_対象記事_
欧州歴訪、切り崩し図る=各国の温度差利用―中国主席 2024年05月10日 23時05分

握手する中国の習近平国家主席(左)と欧州連合(EU)のフォンデアライエン欧州委員長=6日、パリ(AFP時事)
握手する中国の習近平国家主席(左)と欧州連合(EU)のフォンデアライエン欧州委員長=6日、パリ(AFP時事)

 【北京時事】中国の習近平国家主席は10日、フランス、セルビア、ハンガリーの3カ国歴訪の日程を終えた。習政権は米国への対抗上、欧州との関係を重視。欧州では経済安全保障の観点から中国への警戒感が広がるが、習氏は各国の対中姿勢の温度差を利用し、個別の切り崩しを図った。
 「『中国の過剰生産問題』など存在しない」。習氏は最初の訪問地パリで、欧州連合(EU)のフォンデアライエン欧州委員長にこう言い放った。中国政府の補助金によって同国製電気自動車(EV)が欧州に大量流入するとの指摘を全否定し、相殺関税を検討するEUをけん制した。
 一方、米国と一線を画した独自外交を進めるマクロン仏大統領に対しては「ほほ笑み外交」を展開し、親密さをアピール。仏産コニャックへの高率な関税導入を当面見合わせる意向を示したほか、中東情勢やロシアによるウクライナ侵攻を念頭に、今夏のパリ五輪期間中の「全世界での戦闘停止」を訴え、マクロン氏に花を持たせた。

_元データ_
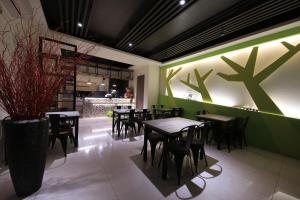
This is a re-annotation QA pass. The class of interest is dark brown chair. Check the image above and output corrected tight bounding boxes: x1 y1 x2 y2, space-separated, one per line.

_記述課題 A_
記事中の「中国の習近平国家主席は10日、フランス、セルビア、ハンガリーの3カ国歴訪の日程を終えた。」という一文を英語に訳してください。
_記述課題 B_
記事の「欧州歴訪、切り崩し図る=各国の温度差利用―中国主席 2024年05月10日 23時05分」から「を検討するEUをけん制した。」までを、一字も変えずに書き写してください。
回答にあたっては、記事の記載のみを根拠としてください。

_記述回答 A_
On the 10th, Chinese President Xi Jinping completed his tour of three countries: France, Serbia, and Hungary.

_記述回答 B_
欧州歴訪、切り崩し図る=各国の温度差利用―中国主席 2024年05月10日 23時05分

握手する中国の習近平国家主席(左)と欧州連合(EU)のフォンデアライエン欧州委員長=6日、パリ(AFP時事)
握手する中国の習近平国家主席(左)と欧州連合(EU)のフォンデアライエン欧州委員長=6日、パリ(AFP時事)

 【北京時事】中国の習近平国家主席は10日、フランス、セルビア、ハンガリーの3カ国歴訪の日程を終えた。習政権は米国への対抗上、欧州との関係を重視。欧州では経済安全保障の観点から中国への警戒感が広がるが、習氏は各国の対中姿勢の温度差を利用し、個別の切り崩しを図った。
 「『中国の過剰生産問題』など存在しない」。習氏は最初の訪問地パリで、欧州連合(EU)のフォンデアライエン欧州委員長にこう言い放った。中国政府の補助金によって同国製電気自動車(EV)が欧州に大量流入するとの指摘を全否定し、相殺関税を検討するEUをけん制した。